§ **THE TASK**:
Omit all pictures and give the records below again exactly as written.

Point localization data:
_____

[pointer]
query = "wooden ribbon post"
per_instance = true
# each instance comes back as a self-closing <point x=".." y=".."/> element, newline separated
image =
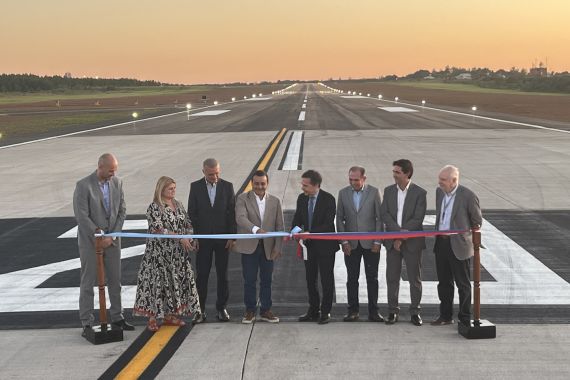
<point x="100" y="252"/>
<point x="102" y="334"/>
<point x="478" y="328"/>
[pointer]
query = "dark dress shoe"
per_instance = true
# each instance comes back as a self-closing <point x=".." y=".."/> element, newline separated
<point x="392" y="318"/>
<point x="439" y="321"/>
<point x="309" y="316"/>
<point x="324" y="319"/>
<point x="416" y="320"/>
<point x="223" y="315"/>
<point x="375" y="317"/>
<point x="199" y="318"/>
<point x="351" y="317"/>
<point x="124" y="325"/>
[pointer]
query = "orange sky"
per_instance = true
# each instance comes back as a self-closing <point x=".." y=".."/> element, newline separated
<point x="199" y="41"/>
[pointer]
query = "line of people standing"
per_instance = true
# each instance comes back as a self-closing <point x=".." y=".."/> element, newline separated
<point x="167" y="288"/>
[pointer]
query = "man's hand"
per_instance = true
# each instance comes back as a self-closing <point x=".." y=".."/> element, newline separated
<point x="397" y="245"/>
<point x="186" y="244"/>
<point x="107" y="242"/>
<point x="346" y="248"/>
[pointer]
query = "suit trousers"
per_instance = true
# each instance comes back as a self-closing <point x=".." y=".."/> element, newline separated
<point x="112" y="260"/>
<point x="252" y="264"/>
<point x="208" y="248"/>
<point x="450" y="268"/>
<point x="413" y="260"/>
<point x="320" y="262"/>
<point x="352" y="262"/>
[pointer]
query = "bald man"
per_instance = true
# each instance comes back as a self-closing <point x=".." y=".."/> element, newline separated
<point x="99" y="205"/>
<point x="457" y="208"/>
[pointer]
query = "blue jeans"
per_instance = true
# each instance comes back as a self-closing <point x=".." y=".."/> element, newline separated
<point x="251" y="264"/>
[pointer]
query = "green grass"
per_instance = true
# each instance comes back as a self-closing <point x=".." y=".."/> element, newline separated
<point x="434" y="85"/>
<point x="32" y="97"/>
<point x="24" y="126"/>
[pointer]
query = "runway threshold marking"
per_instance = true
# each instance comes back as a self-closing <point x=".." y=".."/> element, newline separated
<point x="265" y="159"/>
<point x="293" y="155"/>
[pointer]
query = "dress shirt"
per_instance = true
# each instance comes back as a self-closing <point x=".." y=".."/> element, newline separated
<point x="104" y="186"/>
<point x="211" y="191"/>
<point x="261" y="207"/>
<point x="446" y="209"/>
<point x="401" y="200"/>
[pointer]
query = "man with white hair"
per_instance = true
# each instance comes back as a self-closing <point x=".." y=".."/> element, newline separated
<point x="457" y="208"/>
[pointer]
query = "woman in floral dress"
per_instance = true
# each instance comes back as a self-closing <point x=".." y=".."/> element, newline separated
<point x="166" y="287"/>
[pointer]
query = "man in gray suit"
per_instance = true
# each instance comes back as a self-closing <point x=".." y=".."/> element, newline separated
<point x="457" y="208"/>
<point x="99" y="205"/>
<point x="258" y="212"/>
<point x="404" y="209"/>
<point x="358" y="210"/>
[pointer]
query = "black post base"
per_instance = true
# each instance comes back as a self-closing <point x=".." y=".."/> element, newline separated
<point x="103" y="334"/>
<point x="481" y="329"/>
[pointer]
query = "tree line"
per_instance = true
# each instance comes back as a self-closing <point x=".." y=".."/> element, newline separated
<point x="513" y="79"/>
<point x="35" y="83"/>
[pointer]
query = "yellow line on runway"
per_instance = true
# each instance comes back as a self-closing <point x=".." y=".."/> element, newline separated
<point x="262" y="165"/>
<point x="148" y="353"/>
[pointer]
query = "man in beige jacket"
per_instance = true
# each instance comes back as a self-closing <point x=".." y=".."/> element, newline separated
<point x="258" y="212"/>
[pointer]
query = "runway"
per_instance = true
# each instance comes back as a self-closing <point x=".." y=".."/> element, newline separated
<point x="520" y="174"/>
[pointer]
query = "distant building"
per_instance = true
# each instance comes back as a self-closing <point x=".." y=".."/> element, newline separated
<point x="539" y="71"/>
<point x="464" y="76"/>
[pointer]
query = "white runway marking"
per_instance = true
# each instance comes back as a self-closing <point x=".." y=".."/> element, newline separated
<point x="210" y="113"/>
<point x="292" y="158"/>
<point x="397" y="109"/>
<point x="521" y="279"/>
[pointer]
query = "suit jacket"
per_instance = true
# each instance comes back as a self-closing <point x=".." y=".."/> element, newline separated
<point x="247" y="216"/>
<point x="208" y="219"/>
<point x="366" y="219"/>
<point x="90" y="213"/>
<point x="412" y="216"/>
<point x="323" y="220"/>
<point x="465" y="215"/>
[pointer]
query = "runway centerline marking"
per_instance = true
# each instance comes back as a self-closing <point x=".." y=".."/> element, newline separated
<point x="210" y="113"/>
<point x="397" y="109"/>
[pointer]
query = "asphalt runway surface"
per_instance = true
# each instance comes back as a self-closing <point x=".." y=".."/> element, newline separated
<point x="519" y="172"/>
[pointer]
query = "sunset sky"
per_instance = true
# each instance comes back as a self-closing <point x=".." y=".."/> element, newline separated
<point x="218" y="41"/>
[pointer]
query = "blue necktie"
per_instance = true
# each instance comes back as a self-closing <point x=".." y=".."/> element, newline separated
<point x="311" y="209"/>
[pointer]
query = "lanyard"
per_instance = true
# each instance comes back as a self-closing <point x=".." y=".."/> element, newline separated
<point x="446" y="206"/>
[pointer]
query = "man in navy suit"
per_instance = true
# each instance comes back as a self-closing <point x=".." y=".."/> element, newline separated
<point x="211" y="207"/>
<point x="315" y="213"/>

_____

§ **RESPONSE TO THIS EXERCISE**:
[pointer]
query = "wooden ribbon post"
per_instance = true
# each instance comes back as a self-closing <point x=".." y=".."/> element, newline separated
image =
<point x="100" y="252"/>
<point x="102" y="334"/>
<point x="478" y="328"/>
[pointer]
query = "dark dress shoe"
per_instance = true
# each instance comes back as a self-closing <point x=".." y=".."/> element, newline separated
<point x="392" y="318"/>
<point x="439" y="321"/>
<point x="309" y="316"/>
<point x="324" y="319"/>
<point x="416" y="320"/>
<point x="223" y="315"/>
<point x="375" y="317"/>
<point x="199" y="318"/>
<point x="351" y="317"/>
<point x="124" y="325"/>
[pointer]
query = "orange sky"
per_instance = true
# each instance comes back as a self-closing <point x=".." y=".."/> element, newline separated
<point x="199" y="41"/>
[pointer]
query = "line of people standing"
per_instance = true
# each instance comes back as a self-closing <point x=".." y=".."/> element, newline separated
<point x="167" y="288"/>
[pointer]
query = "man's hand"
per_instance = true
# each instance comes back as a self-closing <point x=".." y=".."/> element, newline separated
<point x="397" y="245"/>
<point x="186" y="244"/>
<point x="107" y="242"/>
<point x="346" y="248"/>
[pointer]
query = "suit trousers"
per_instance = true
# each instance comes back as a self-closing <point x=".." y=".."/> element, newline separated
<point x="112" y="260"/>
<point x="252" y="264"/>
<point x="208" y="248"/>
<point x="450" y="268"/>
<point x="413" y="260"/>
<point x="320" y="262"/>
<point x="352" y="262"/>
[pointer]
query = "bald man"
per_instance = true
# each instance comes back as a self-closing <point x=".." y=".."/> element, newline separated
<point x="99" y="205"/>
<point x="457" y="208"/>
[pointer]
query = "blue jeans"
per_instance = true
# each instance comes back as a self-closing <point x=".." y=".."/> element, newline separated
<point x="251" y="264"/>
[pointer]
query = "green grass"
per_instance = true
# each instance comes back as a self-closing <point x=".." y=".."/> element, newline separated
<point x="434" y="85"/>
<point x="32" y="97"/>
<point x="24" y="126"/>
[pointer]
query = "runway threshold marking"
per_instance = true
# each instance comes back as a self-closing <point x=".." y=".."/> element, newline separated
<point x="265" y="159"/>
<point x="293" y="155"/>
[pointer]
query = "dress shirt"
per_instance = true
# each instance comes back as a self-closing <point x=".." y=".."/> element, newline separated
<point x="104" y="186"/>
<point x="211" y="191"/>
<point x="261" y="207"/>
<point x="446" y="209"/>
<point x="401" y="200"/>
[pointer]
query = "man with white hair"
per_instance = true
# each instance comes back as a self-closing <point x=".." y=".."/> element, newline separated
<point x="457" y="208"/>
[pointer]
query = "woman in floral dress"
per_instance = true
# each instance comes back as a self-closing <point x=".." y=".."/> element, newline separated
<point x="166" y="287"/>
[pointer]
query = "man in gray suit"
per_instance = true
# each instance comes back as a self-closing <point x=".." y=".."/> element, newline separated
<point x="457" y="208"/>
<point x="99" y="205"/>
<point x="258" y="212"/>
<point x="404" y="209"/>
<point x="358" y="210"/>
[pointer]
query = "black post base"
per_instance = true
# each instance comes back as a self-closing <point x=".." y=".."/> element, newline separated
<point x="103" y="334"/>
<point x="481" y="329"/>
[pointer]
query = "tree line"
per_instance = true
# each instance comes back as a self-closing <point x=".." y=".."/> element, newline separated
<point x="513" y="79"/>
<point x="35" y="83"/>
[pointer]
query = "yellow line on runway"
per_instance = true
# each instance comes back as a self-closing <point x=".." y=".."/> element, newline separated
<point x="262" y="165"/>
<point x="148" y="353"/>
[pointer]
query = "man in beige jacket"
per_instance = true
# each instance comes back as a self-closing <point x=".." y=".."/> element, newline separated
<point x="258" y="212"/>
[pointer]
query = "runway"
per_instance = true
# each instance comes back as a self-closing <point x=".." y=".."/> element, newline separated
<point x="520" y="174"/>
[pointer]
query = "distant building"
per_instance = true
# each instance comes back as a self-closing <point x=".." y=".."/> element, newline separated
<point x="539" y="71"/>
<point x="464" y="76"/>
[pointer]
query = "white runway marking"
per_instance = true
# each instance comes back as a self-closing <point x=".." y=".."/> element, newline separated
<point x="210" y="113"/>
<point x="292" y="158"/>
<point x="397" y="109"/>
<point x="521" y="279"/>
[pointer]
query = "suit jacket"
per_instance = true
# each instance comes back as a self-closing <point x=".." y=".."/> element, newline separated
<point x="247" y="216"/>
<point x="208" y="219"/>
<point x="366" y="219"/>
<point x="90" y="213"/>
<point x="412" y="216"/>
<point x="323" y="220"/>
<point x="465" y="215"/>
[pointer]
query = "runway centerline marking"
per_instance = true
# each instance comes back as a self-closing <point x=".." y=".."/> element, newline separated
<point x="210" y="113"/>
<point x="397" y="109"/>
[pointer]
query = "asphalt runway surface"
per_instance = true
# each instance comes back as a self-closing <point x=".." y=".."/> element, newline separated
<point x="519" y="172"/>
[pointer]
query = "sunset sky"
per_instance = true
# each instance comes back as a self-closing <point x=".." y=".."/> element, newline separated
<point x="218" y="41"/>
[pointer]
query = "blue necktie"
per_instance = true
# each instance comes back as a self-closing <point x=".." y=".."/> element, newline separated
<point x="311" y="209"/>
[pointer]
query = "lanyard"
per_instance = true
# each instance comes back as a self-closing <point x=".." y=".."/> element, newline separated
<point x="446" y="206"/>
[pointer]
query = "man in navy suit"
per_instance = true
# each instance comes back as a self-closing <point x=".." y=".."/> element, newline separated
<point x="211" y="207"/>
<point x="315" y="213"/>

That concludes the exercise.